> **Short problem 1**
Reproduce the rows from the line containing "Each instance of the mixed" through the end of the rows, replacing "beer foam" with "beer froth" and leaving everything else unchanged. Omit the pictures from your answer.
─── Excerpted text ───
Wangechi Mutu

Wangechi Mutu was born in Nairobi, Kenya and currently works between New York and Kenya.

Through a variety of media including painting collage, sculpture, performance and most recently video, Wangechi Mutu explores questions of self-image, gender constructs, cultural trauma and environmental destruction.

With her characteristic hybrid, morphed and organic forms, she describes inherent and shared alienations. She proposes the idea of identity as performative and absolutely necessary in order to withstand social constructs and loss, as well as to rewrite the rules that bind our imagination.

Mutu’s work presents a visceral and compelling discourse with dominant modes of representation. In Mutu’s worlds, the body is a contested space and a testing ground for the reimagining of our relationship with man-made forces and the natural world. Her visual language is further enriched by experimentation with unexpected materials, some imbued with cultural significations, like Kenyan tea and volcanic red soil, gems and seeds.
─── Recorded information ───
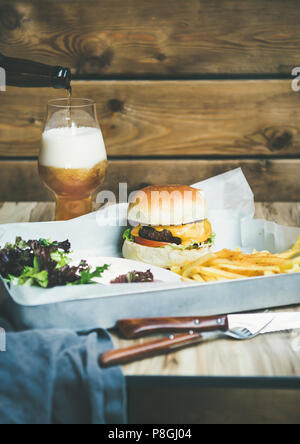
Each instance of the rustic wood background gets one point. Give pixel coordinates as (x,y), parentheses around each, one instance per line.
(185,89)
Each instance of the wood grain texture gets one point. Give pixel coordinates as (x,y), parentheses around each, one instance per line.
(268,355)
(271,180)
(170,37)
(177,118)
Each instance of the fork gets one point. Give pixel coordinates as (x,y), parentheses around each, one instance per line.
(173,342)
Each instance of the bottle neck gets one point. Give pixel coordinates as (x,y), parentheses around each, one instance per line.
(25,73)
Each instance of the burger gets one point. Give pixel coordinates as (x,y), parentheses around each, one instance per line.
(169,226)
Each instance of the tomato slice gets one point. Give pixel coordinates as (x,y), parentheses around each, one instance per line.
(148,243)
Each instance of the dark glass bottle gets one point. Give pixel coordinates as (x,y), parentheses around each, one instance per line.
(25,73)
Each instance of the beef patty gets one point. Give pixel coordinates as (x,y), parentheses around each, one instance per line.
(160,236)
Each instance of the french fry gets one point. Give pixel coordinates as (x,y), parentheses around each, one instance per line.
(233,264)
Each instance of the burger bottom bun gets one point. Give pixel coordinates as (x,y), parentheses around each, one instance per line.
(165,257)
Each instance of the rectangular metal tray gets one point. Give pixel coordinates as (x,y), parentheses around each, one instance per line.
(104,310)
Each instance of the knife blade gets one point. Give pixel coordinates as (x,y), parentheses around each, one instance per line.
(134,328)
(256,323)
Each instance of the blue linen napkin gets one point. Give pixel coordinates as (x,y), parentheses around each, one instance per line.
(53,377)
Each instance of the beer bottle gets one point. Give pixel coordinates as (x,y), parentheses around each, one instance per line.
(25,73)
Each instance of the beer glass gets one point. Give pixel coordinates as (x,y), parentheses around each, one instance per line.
(73,160)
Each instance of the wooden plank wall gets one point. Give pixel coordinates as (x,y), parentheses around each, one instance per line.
(185,89)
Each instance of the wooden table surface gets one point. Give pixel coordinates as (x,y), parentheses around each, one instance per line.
(267,355)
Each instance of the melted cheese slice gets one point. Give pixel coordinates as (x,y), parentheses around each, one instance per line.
(197,232)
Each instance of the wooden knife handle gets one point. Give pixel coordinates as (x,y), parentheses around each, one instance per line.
(134,328)
(150,349)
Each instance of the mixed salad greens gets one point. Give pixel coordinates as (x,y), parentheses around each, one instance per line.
(45,264)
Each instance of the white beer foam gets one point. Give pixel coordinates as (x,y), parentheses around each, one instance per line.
(70,148)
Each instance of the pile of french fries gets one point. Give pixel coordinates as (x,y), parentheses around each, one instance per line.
(233,264)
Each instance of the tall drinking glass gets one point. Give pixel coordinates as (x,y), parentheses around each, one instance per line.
(72,161)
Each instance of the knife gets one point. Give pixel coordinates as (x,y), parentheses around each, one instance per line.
(135,328)
(256,324)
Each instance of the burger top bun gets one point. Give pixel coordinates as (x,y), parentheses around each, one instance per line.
(167,205)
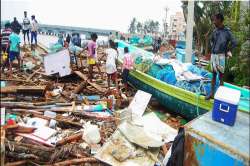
───
> **Short problem 2**
Which unexpected materials does the text on Wangechi Mutu list as part of her experimentation?

> **Complete output 1**
Each instance of the mixed salad greens gets one point. Give pixel coordinates as (x,y), parentheses around each, one instance per line.
(45,264)
Each instance of the white beer froth gets one point. Give pixel coordinates as (x,y), parentheses around each, one instance per line.
(70,148)
Each instance of the pile of french fries gets one point. Give pixel coordinates as (x,y), parentheses around each, one instance per line.
(233,264)
Each instance of the tall drinking glass gets one point. Give pixel coordinates as (x,y), parentheses around each, one instance per line.
(72,161)
Each instance of the knife gets one point. Give pixel coordinates as (x,y), parentheses around each, one instance per line.
(135,328)
(256,324)
Each instance of the burger top bun gets one point. Give pixel coordinates as (x,y), parentheses around each, one instance per line.
(167,205)

> **Complete output 2**
Kenyan tea, volcanic red soil, gems and seeds.